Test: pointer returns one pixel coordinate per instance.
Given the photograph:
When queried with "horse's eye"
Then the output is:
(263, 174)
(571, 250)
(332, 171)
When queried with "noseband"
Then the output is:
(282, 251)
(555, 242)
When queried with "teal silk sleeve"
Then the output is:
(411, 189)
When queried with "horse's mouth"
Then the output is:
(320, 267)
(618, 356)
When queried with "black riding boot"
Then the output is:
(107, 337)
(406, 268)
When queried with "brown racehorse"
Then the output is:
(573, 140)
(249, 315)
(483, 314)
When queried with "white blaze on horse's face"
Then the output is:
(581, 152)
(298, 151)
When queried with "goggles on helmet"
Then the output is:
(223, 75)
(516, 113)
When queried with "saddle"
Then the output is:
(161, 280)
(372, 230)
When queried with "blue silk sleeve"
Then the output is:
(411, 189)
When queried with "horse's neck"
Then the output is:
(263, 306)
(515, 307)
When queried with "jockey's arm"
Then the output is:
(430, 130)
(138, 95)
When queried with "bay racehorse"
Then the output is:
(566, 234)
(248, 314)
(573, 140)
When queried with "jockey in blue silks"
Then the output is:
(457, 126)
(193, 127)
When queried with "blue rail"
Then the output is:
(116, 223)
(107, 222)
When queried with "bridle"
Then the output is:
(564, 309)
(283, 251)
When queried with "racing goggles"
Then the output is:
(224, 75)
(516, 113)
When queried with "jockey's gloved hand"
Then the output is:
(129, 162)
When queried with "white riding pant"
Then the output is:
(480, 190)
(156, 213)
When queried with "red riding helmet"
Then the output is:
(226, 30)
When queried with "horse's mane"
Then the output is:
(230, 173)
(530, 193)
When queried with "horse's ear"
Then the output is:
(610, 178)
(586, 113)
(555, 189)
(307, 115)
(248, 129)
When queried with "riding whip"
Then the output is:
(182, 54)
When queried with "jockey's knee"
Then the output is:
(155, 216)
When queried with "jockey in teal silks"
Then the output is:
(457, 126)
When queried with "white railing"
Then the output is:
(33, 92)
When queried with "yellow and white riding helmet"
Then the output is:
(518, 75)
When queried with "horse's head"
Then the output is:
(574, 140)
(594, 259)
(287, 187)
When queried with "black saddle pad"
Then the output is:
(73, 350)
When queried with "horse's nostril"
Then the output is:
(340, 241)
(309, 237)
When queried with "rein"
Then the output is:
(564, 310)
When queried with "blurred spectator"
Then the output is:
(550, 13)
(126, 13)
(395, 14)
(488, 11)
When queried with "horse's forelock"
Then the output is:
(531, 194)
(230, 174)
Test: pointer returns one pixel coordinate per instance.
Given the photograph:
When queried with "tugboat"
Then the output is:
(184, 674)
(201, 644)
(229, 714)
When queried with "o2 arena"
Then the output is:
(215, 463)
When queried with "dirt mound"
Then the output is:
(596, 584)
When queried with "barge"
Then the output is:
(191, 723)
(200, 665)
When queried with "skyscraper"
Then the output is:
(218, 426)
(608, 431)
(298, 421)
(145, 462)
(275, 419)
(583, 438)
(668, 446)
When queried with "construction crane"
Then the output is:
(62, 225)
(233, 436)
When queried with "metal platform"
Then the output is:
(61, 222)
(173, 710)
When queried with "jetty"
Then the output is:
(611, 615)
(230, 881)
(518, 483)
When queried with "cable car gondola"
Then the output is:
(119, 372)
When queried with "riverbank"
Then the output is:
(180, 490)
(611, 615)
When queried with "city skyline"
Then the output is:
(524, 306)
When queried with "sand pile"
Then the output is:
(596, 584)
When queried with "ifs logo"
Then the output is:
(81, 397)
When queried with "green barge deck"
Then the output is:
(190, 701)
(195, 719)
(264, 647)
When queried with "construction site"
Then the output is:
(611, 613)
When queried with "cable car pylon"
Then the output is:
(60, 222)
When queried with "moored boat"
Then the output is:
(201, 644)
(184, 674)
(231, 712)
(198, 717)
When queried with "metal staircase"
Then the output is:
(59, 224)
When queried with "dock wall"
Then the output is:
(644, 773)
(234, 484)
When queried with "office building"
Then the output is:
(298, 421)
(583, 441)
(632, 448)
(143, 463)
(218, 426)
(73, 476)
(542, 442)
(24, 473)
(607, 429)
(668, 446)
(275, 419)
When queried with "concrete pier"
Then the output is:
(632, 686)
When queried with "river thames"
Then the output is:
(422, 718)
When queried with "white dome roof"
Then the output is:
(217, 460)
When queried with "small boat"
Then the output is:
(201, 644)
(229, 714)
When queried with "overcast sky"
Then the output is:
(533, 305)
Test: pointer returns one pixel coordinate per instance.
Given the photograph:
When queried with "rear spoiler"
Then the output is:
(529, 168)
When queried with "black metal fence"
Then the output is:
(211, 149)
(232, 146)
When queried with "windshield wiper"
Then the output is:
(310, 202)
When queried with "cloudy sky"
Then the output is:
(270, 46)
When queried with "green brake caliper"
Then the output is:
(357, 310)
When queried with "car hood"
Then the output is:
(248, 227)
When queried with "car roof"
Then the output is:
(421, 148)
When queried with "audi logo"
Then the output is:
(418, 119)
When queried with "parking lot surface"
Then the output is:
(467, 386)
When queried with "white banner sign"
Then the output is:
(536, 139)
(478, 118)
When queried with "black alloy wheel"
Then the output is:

-=-=-=-=-

Quote each line of the listing above exactly.

→ **Full output**
Test: pointer returns one pixel coordinate per instance.
Given the photograph:
When queried with "horse's eye"
Then the output is:
(263, 174)
(571, 250)
(332, 171)
When queried with "noseband"
Then the output is:
(282, 251)
(555, 242)
When queried with "teal silk sleeve"
Then the output is:
(411, 189)
When queried with "horse's mouth"
Then the output is:
(320, 267)
(618, 356)
When queried with "black riding boot"
Then the output is:
(107, 337)
(406, 268)
When queried with "brown racehorse"
Then the output is:
(573, 140)
(249, 315)
(483, 314)
When queried with "white blaze on horse's face"
Then the output is:
(581, 152)
(298, 151)
When queried with "goggles on helmet"
Then the output is:
(223, 75)
(516, 113)
When queried with "saddle"
Then the output is:
(161, 280)
(372, 230)
When queried with "blue silk sleeve"
Then the output is:
(411, 189)
When queried with "horse's neck"
Then the output is:
(263, 306)
(515, 307)
When queried with "jockey's arm"
Then the output is:
(430, 130)
(138, 95)
When queried with "bay racehorse"
Then the output is:
(566, 234)
(248, 314)
(573, 140)
When queried with "jockey in blue silks"
Then the output is:
(457, 126)
(193, 127)
When queried with "blue rail"
Then the output is:
(116, 223)
(107, 222)
When queried with "bridle"
Then the output is:
(564, 309)
(283, 251)
When queried with "racing goggles"
Then the output is:
(224, 75)
(516, 113)
When queried with "jockey's gloved hand"
Then the output is:
(129, 162)
When queried with "white riding pant"
Then the output is:
(480, 190)
(156, 213)
When queried with "red riding helmet"
Then the output is:
(226, 30)
When queried with "horse's mane"
Then the output is:
(230, 173)
(530, 193)
When queried with "horse's ear"
Then the output is:
(610, 178)
(586, 113)
(555, 189)
(307, 115)
(248, 129)
When queried with "riding whip"
Then the output is:
(182, 54)
When queried with "jockey's knee"
Then the output is:
(155, 216)
When queried with "jockey in teal silks"
Then the output is:
(457, 126)
When queried with "white railing"
Then the output is:
(33, 92)
When queried with "yellow and white riding helmet"
Then the output is:
(518, 75)
When queried with "horse's head"
Then the output is:
(574, 140)
(594, 259)
(287, 187)
When queried with "black saddle pad"
Then the output is:
(73, 350)
When queried with "horse's nostril"
Then the output is:
(340, 241)
(309, 237)
When queried with "rein"
Then the output is:
(564, 310)
When queried with "blurred spectator"
Then the output is:
(550, 13)
(126, 13)
(395, 14)
(488, 11)
When queried with "horse's forelock"
Then the output is:
(531, 194)
(230, 174)
Test: pointer returns one pixel coordinate per instance.
Given the photograph:
When queried with "tugboat"
Then the output is:
(184, 674)
(201, 644)
(229, 714)
When queried with "o2 arena"
Then the output is:
(215, 463)
When queried with "dirt mound"
Then the output is:
(596, 584)
When queried with "barge"
Then the output is:
(191, 723)
(200, 665)
When queried with "skyscraper"
Then the output is:
(218, 426)
(608, 431)
(298, 421)
(145, 462)
(275, 419)
(583, 438)
(668, 446)
When queried with "construction crane"
Then the output is:
(62, 225)
(233, 436)
When queried with "metal platform"
Then the output is:
(61, 222)
(173, 710)
When queried with "jetty"
Then the output is:
(611, 615)
(230, 881)
(518, 483)
When queried with "cable car gondola"
Then the output is:
(119, 372)
When queried with "riverbank"
Then the output is:
(180, 490)
(611, 615)
When queried with "city skyline"
Then the output is:
(524, 306)
When queried with "sand pile"
Then the output is:
(596, 584)
When queried with "ifs logo"
Then the output is:
(81, 397)
When queried with "green barge deck"
Then the output is:
(190, 701)
(195, 719)
(264, 647)
When queried with "construction site"
Then the output is:
(611, 613)
When queried with "cable car pylon"
Then the output is:
(60, 222)
When queried with "moored boat"
Then the output is:
(201, 644)
(184, 674)
(231, 712)
(198, 717)
When queried with "metal staircase"
Then the output is:
(59, 224)
When queried with "dock wall"
Then the output is:
(644, 773)
(234, 484)
When queried with "office building"
Then the output is:
(298, 421)
(583, 441)
(632, 448)
(143, 463)
(218, 426)
(73, 476)
(542, 442)
(24, 473)
(607, 429)
(668, 446)
(275, 419)
When queried with "concrete pier"
Then the output is:
(632, 686)
When queried with "river thames"
Then the output is:
(422, 718)
When queried with "white dome roof"
Then the output is:
(217, 460)
When queried with "small boat"
Then the output is:
(201, 644)
(229, 714)
When queried with "overcast sky"
Then the output is:
(533, 305)
Test: pointer returns one pixel coordinate per instance.
Given the photograph:
When queried with "rear spoiler"
Then the output is:
(529, 168)
When queried with "black metal fence"
Then the output is:
(211, 149)
(232, 146)
When queried with "windshield wiper"
Then the output is:
(310, 202)
When queried with "cloudy sky"
Then the output is:
(270, 46)
When queried with "green brake caliper"
Then the output is:
(357, 310)
When queried with "car hood"
Then the output is:
(248, 227)
When queried with "car roof"
Then the output is:
(421, 148)
When queried with "audi logo"
Then the output is:
(418, 119)
When queried with "parking lot surface"
Then the output is:
(467, 386)
When queried with "white banner sign"
Then the output is:
(536, 139)
(478, 118)
When queried with "black alloy wheel"
Then the output is:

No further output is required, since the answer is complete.